▸ **Data excerpts**
◆ ◆ ◆ ◆ ◆

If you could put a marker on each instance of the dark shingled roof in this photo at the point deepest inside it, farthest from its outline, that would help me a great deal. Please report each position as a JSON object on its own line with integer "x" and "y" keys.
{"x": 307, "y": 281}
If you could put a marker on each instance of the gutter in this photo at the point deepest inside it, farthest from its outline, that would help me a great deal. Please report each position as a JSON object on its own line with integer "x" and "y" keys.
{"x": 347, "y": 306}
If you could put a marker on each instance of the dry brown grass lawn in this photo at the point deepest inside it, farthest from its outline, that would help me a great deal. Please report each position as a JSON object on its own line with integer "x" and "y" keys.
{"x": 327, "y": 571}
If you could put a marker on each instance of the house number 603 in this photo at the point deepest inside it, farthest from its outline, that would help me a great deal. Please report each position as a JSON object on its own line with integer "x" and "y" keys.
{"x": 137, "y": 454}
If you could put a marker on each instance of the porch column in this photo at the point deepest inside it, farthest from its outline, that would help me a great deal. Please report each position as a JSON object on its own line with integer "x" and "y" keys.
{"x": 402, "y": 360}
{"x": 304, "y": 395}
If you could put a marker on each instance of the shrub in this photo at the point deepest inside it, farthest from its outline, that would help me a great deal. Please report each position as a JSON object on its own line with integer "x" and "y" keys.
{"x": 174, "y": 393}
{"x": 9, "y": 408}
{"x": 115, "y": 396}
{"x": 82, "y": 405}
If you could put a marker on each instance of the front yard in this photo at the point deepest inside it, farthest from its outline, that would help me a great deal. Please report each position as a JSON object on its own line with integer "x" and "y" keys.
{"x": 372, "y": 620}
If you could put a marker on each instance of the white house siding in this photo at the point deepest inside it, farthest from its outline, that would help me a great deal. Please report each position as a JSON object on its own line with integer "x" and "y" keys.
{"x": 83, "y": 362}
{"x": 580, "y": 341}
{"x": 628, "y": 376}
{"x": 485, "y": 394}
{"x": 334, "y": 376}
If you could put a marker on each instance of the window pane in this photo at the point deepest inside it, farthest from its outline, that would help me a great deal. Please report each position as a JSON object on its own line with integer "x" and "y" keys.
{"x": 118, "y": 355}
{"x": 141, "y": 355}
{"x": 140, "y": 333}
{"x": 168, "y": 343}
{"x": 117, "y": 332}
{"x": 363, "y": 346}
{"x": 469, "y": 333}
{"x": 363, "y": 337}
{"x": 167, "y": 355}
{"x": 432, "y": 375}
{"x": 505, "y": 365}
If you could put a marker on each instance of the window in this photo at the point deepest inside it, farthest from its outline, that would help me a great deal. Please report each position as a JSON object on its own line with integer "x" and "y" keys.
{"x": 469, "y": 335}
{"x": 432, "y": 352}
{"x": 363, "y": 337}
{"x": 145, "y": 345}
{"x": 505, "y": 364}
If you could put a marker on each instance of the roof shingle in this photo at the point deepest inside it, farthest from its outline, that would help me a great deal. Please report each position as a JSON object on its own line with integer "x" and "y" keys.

◆ ◆ ◆ ◆ ◆

▸ **Aim of the task**
Set down the records again verbatim, so that each word stays as it is.

▸ **Completed task**
If you could put a marker on each instance of the dark shingled roof in this photo at the point deepest inside it, farthest from its outline, that would help me a great deal. Please report each position as a JSON object on its own line with integer "x" and "y" keys.
{"x": 307, "y": 281}
If you could put a marker on each instance of the gutter in this photo at the point deepest inside it, farthest from its outline, that would help me a great deal. Please report each position as a JSON object on its own line with integer "x" and "y" keys.
{"x": 347, "y": 306}
If you could put a marker on each instance of the dry brown grass lawn in this photo at the point deepest inside it, farthest from its outline, that would help me a great deal. Please report each position as a JSON object on its own line with integer "x" and "y" keys.
{"x": 327, "y": 571}
If you could put a marker on each instance of the house number 603 in this photo at the point deepest inside it, farthest from its outline, that would help me a great deal. Please report each position as a JSON object on its own line with integer "x" and "y" keys.
{"x": 137, "y": 454}
If you could put a marker on each instance of the porch column in this photo at the point deepest inside it, farthest from its outline, that would help me a great deal. Please report each position as a JSON object on its own line with integer "x" and "y" keys.
{"x": 402, "y": 360}
{"x": 304, "y": 395}
If you could put a marker on each instance of the shrub in this photo at the point deepest inside it, farthest from its outline, that would help me a great deal. Please report each position as a JSON object on its own line with integer "x" and "y" keys.
{"x": 174, "y": 393}
{"x": 9, "y": 408}
{"x": 115, "y": 396}
{"x": 82, "y": 405}
If you could put a marker on each instance of the front yard in this photo at the point deepest inside it, farthest from its outline, that would help me a great deal. Please report each position as a JSON object on its own line with integer "x" and "y" keys.
{"x": 372, "y": 620}
If you could put a marker on each instance of the white house siding in this photo at the point deepest inside it, farthest from its outline, that would help me a great deal. Please report each position as a JSON object on its own line with integer "x" and "y" keys.
{"x": 83, "y": 362}
{"x": 580, "y": 341}
{"x": 628, "y": 376}
{"x": 485, "y": 394}
{"x": 334, "y": 376}
If you could put a marker on each instance of the window pane in this photo at the point deepest inside it, farthest from its outline, that would help me a great deal. Please report each position as a JSON object on its own line with integer "x" and "y" keys.
{"x": 118, "y": 355}
{"x": 141, "y": 355}
{"x": 140, "y": 333}
{"x": 168, "y": 343}
{"x": 117, "y": 332}
{"x": 363, "y": 346}
{"x": 469, "y": 333}
{"x": 363, "y": 337}
{"x": 167, "y": 355}
{"x": 432, "y": 375}
{"x": 505, "y": 365}
If you could put a marker on each instance of the window in this photo at the point deepest inside it, farthest from its outline, that would help me a great deal. Please report each position as a JSON object on its own line with integer "x" and "y" keys.
{"x": 469, "y": 335}
{"x": 432, "y": 352}
{"x": 363, "y": 337}
{"x": 145, "y": 345}
{"x": 505, "y": 364}
If you could put a marker on each instance of the roof shingle in this photo at the point deepest inside it, farthest from its outline, that would help me a great deal. Please report each position as a JSON object on its own line with integer "x" and "y" keys.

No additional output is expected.